### Request
Convert the entries below into a two-column CSV with the header row instruction,boxes. Use one row per entry, holding the entry's text and its answer, each in a single double-quoted field with line breaks replaced by spaces.

§ §

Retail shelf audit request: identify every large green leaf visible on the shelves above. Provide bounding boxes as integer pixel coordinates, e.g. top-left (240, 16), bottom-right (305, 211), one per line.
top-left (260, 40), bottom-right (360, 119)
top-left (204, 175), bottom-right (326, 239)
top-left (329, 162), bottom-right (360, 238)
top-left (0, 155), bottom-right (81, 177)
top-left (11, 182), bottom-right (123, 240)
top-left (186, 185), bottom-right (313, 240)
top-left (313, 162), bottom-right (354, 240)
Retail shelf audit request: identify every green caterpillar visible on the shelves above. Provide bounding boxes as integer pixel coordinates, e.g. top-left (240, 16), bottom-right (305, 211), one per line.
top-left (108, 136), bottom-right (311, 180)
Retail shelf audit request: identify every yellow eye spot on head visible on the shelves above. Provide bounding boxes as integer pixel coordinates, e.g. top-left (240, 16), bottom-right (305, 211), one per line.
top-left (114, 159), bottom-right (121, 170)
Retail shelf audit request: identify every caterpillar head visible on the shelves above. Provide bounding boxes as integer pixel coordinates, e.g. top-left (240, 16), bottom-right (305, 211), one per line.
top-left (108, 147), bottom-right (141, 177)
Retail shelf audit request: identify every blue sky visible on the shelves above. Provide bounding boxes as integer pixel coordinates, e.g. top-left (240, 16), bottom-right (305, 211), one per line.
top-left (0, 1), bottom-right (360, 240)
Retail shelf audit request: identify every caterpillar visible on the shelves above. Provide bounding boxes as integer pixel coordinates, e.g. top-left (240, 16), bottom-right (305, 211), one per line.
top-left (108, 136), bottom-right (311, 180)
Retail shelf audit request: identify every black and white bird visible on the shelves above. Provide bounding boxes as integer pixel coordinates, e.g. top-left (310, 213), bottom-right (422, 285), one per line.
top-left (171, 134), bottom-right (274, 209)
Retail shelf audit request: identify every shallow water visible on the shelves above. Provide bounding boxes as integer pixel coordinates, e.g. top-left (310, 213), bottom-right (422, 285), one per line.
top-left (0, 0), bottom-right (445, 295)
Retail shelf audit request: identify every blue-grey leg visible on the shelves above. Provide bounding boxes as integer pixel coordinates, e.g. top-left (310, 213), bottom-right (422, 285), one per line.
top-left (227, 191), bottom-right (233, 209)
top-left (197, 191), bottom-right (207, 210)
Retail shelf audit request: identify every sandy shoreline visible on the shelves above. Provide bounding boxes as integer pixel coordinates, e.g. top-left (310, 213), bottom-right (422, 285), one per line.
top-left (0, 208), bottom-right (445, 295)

§ §

### Solution
instruction,boxes
"Retail shelf audit request: identify every large green leaf visible on the shelves above. Provide bounding boxes as integer pixel coordinates, e.g. top-left (240, 16), bottom-right (305, 211), one per line.","top-left (260, 40), bottom-right (360, 119) top-left (204, 175), bottom-right (326, 239) top-left (329, 162), bottom-right (360, 238) top-left (0, 155), bottom-right (81, 177) top-left (11, 182), bottom-right (123, 240) top-left (186, 185), bottom-right (313, 240) top-left (313, 162), bottom-right (354, 240)"
"Retail shelf audit request: identify every green caterpillar visible on the shelves above. Provide bounding boxes as integer pixel coordinates, e.g. top-left (240, 16), bottom-right (305, 211), one per line.","top-left (108, 136), bottom-right (311, 180)"
"Retail shelf audit request: identify every yellow eye spot on head visible on the shelves above. Provide bounding boxes as integer pixel coordinates, e.g. top-left (240, 16), bottom-right (305, 211), one per line.","top-left (114, 159), bottom-right (121, 170)"
"Retail shelf audit request: identify every caterpillar head visible on the shelves above. Provide bounding boxes as integer pixel coordinates, e.g. top-left (240, 16), bottom-right (305, 211), one per line.","top-left (108, 147), bottom-right (141, 177)"
"Retail shelf audit request: identify every blue sky visible on the shelves above. Provide bounding boxes as integer pixel coordinates, e.g. top-left (240, 16), bottom-right (305, 211), one per line.","top-left (0, 1), bottom-right (360, 240)"
"Retail shelf audit request: identify every caterpillar visible on the shelves above. Provide bounding boxes as integer pixel coordinates, e.g. top-left (240, 16), bottom-right (305, 211), one per line.","top-left (108, 136), bottom-right (311, 180)"
"Retail shelf audit request: identify every black and white bird visible on the shelves above. Provide bounding boxes as integer pixel coordinates, e.g. top-left (310, 213), bottom-right (422, 285), one per line.","top-left (171, 134), bottom-right (274, 209)"
"Retail shelf audit request: identify every shallow water visible on the shelves above. Provide bounding boxes as integer pixel coordinates, e.g. top-left (310, 213), bottom-right (422, 285), one per line.","top-left (0, 0), bottom-right (445, 295)"
"Retail shelf audit request: identify every blue-grey leg visible on the shelves above. Provide bounding boxes as integer pixel coordinates, e.g. top-left (310, 213), bottom-right (422, 285), one per line.","top-left (227, 191), bottom-right (233, 209) top-left (197, 191), bottom-right (207, 210)"
"Retail shelf audit request: identify every sandy shoreline visible on the shelves above. Provide bounding boxes as integer pixel coordinates, e.g. top-left (310, 213), bottom-right (422, 285), one per line.","top-left (0, 208), bottom-right (445, 295)"